### WHAT THE EXERCISE ASKS:
How many lines of the material below contain the string "segment"? Case counts, so reply with the number only.

### RECORDS FOR PROCESSING:
-=-=-
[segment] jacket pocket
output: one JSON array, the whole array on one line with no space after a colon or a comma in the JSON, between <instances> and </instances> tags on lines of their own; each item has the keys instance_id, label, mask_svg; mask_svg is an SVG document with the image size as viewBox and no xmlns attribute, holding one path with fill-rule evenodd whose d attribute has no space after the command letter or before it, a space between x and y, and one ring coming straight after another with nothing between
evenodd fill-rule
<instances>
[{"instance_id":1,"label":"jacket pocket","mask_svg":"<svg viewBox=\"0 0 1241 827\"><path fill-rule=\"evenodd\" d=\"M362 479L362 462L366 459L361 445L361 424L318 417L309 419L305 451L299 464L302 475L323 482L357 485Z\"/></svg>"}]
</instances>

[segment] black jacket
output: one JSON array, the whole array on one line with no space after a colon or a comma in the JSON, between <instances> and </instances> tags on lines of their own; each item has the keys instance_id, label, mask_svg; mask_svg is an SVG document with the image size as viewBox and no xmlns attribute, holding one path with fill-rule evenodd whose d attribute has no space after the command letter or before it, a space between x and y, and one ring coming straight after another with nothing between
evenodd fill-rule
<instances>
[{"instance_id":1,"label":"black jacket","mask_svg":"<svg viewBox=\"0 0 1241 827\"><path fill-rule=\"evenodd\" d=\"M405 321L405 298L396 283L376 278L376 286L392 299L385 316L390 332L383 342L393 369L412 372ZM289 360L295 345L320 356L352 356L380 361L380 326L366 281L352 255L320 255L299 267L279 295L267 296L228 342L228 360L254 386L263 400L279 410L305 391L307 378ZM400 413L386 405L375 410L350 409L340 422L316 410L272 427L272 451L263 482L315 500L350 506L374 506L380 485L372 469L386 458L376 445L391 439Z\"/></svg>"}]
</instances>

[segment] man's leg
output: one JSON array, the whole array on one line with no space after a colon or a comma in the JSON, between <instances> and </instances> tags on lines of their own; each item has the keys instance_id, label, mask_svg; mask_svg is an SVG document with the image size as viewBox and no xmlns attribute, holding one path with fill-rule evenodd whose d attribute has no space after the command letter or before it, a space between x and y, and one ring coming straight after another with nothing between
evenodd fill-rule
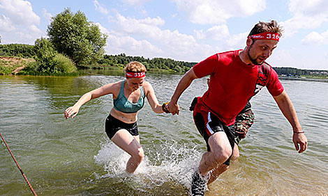
<instances>
[{"instance_id":1,"label":"man's leg","mask_svg":"<svg viewBox=\"0 0 328 196\"><path fill-rule=\"evenodd\" d=\"M238 149L238 145L234 143L234 150L232 152L232 156L230 158L231 161L236 161L238 159L239 157L239 149ZM207 184L210 184L211 183L214 182L218 177L218 176L225 172L228 168L229 168L229 166L225 164L221 164L220 165L218 165L216 168L215 168L211 172L211 175L209 176L209 179L207 181Z\"/></svg>"},{"instance_id":2,"label":"man's leg","mask_svg":"<svg viewBox=\"0 0 328 196\"><path fill-rule=\"evenodd\" d=\"M225 163L232 153L229 140L223 131L216 132L211 136L209 145L211 151L202 155L198 167L202 176L207 175L211 170Z\"/></svg>"}]
</instances>

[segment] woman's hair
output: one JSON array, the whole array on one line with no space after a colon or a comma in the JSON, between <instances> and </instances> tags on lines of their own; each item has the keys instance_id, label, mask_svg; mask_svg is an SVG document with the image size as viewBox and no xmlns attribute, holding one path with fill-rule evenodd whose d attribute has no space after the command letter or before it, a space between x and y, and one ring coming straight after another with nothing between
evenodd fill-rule
<instances>
[{"instance_id":1,"label":"woman's hair","mask_svg":"<svg viewBox=\"0 0 328 196\"><path fill-rule=\"evenodd\" d=\"M145 72L147 69L142 63L137 61L132 61L126 65L124 71L126 71L126 72L141 73Z\"/></svg>"},{"instance_id":2,"label":"woman's hair","mask_svg":"<svg viewBox=\"0 0 328 196\"><path fill-rule=\"evenodd\" d=\"M271 20L269 22L265 22L260 21L256 24L254 27L251 30L248 36L261 33L263 32L273 32L279 34L281 37L283 35L283 28L278 24L278 22L275 20Z\"/></svg>"}]
</instances>

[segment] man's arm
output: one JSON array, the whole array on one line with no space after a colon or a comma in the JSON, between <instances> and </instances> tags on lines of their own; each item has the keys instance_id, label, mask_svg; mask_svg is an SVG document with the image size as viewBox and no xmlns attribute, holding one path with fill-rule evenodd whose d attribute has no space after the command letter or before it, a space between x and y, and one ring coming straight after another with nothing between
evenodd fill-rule
<instances>
[{"instance_id":1,"label":"man's arm","mask_svg":"<svg viewBox=\"0 0 328 196\"><path fill-rule=\"evenodd\" d=\"M299 124L292 101L285 90L281 95L274 97L274 99L283 115L290 123L290 125L292 125L293 130L292 141L295 145L296 150L298 151L299 153L304 152L308 145L308 139L303 133L304 132L301 124Z\"/></svg>"},{"instance_id":2,"label":"man's arm","mask_svg":"<svg viewBox=\"0 0 328 196\"><path fill-rule=\"evenodd\" d=\"M170 103L167 104L167 109L172 115L179 115L180 109L178 105L178 99L182 92L191 85L191 82L197 78L193 72L193 69L191 68L184 74L179 82L178 85L175 88L174 93L172 96L171 101L170 101Z\"/></svg>"}]
</instances>

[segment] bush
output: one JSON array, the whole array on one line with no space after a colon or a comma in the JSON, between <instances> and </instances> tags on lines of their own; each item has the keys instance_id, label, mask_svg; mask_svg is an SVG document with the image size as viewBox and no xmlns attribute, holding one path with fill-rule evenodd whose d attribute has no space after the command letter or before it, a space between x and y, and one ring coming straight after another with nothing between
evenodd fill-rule
<instances>
[{"instance_id":1,"label":"bush","mask_svg":"<svg viewBox=\"0 0 328 196\"><path fill-rule=\"evenodd\" d=\"M54 61L54 73L73 73L77 71L73 60L61 54L56 54Z\"/></svg>"},{"instance_id":2,"label":"bush","mask_svg":"<svg viewBox=\"0 0 328 196\"><path fill-rule=\"evenodd\" d=\"M22 70L17 74L18 75L38 75L39 72L38 64L36 61L31 61L27 63L27 65Z\"/></svg>"}]
</instances>

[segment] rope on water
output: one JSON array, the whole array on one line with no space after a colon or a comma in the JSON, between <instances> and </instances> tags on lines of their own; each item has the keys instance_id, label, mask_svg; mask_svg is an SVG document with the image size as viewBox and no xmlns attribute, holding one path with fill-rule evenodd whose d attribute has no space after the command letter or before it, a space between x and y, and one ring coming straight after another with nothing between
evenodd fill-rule
<instances>
[{"instance_id":1,"label":"rope on water","mask_svg":"<svg viewBox=\"0 0 328 196\"><path fill-rule=\"evenodd\" d=\"M20 165L18 165L18 163L17 162L16 158L15 158L14 156L13 155L13 153L11 153L11 151L10 151L10 149L9 149L9 147L8 146L7 143L6 142L5 139L4 139L3 137L2 136L1 132L0 132L0 136L1 136L2 140L3 141L3 142L4 142L5 145L6 145L6 147L7 147L8 150L9 152L10 153L11 157L13 157L13 158L14 161L15 161L15 163L16 163L16 165L17 165L17 167L18 168L18 169L20 170L20 172L22 173L22 175L23 175L23 177L24 177L24 179L25 179L25 181L27 181L27 185L29 185L29 188L31 188L31 190L32 191L33 195L34 195L35 196L37 196L36 192L34 191L34 190L33 190L32 186L31 186L31 184L30 184L29 182L29 180L27 179L27 177L25 176L25 174L23 172L23 170L22 170L22 168L20 168Z\"/></svg>"}]
</instances>

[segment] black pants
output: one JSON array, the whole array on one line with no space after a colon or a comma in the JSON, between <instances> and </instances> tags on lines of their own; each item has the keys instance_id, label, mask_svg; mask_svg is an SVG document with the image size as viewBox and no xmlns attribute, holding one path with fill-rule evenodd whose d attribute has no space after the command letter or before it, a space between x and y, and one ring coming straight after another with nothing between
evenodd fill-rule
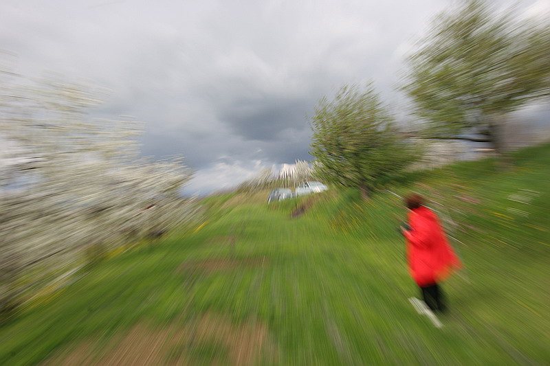
<instances>
[{"instance_id":1,"label":"black pants","mask_svg":"<svg viewBox=\"0 0 550 366\"><path fill-rule=\"evenodd\" d=\"M437 284L421 287L422 298L428 307L434 311L443 312L446 307L443 291Z\"/></svg>"}]
</instances>

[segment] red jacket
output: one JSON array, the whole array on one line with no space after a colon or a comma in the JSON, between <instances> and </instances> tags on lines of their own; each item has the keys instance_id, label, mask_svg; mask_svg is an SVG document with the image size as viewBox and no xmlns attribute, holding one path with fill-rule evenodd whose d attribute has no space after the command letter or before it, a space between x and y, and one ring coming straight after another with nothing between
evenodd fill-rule
<instances>
[{"instance_id":1,"label":"red jacket","mask_svg":"<svg viewBox=\"0 0 550 366\"><path fill-rule=\"evenodd\" d=\"M407 258L412 278L420 286L445 279L461 263L447 241L437 216L420 206L409 211L410 230L406 238Z\"/></svg>"}]
</instances>

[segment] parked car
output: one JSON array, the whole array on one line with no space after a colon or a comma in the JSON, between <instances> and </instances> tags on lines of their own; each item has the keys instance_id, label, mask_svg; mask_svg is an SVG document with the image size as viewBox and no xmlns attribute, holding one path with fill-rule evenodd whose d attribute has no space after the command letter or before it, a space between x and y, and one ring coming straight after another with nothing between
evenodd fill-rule
<instances>
[{"instance_id":1,"label":"parked car","mask_svg":"<svg viewBox=\"0 0 550 366\"><path fill-rule=\"evenodd\" d=\"M267 203L272 201L283 201L294 196L294 192L288 188L277 188L273 190L267 198Z\"/></svg>"},{"instance_id":2,"label":"parked car","mask_svg":"<svg viewBox=\"0 0 550 366\"><path fill-rule=\"evenodd\" d=\"M305 194L309 194L310 193L318 193L320 192L326 191L328 189L329 187L321 182L304 182L296 187L296 195L303 196Z\"/></svg>"}]
</instances>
-=-=-
### ANSWER TO THE EXERCISE:
10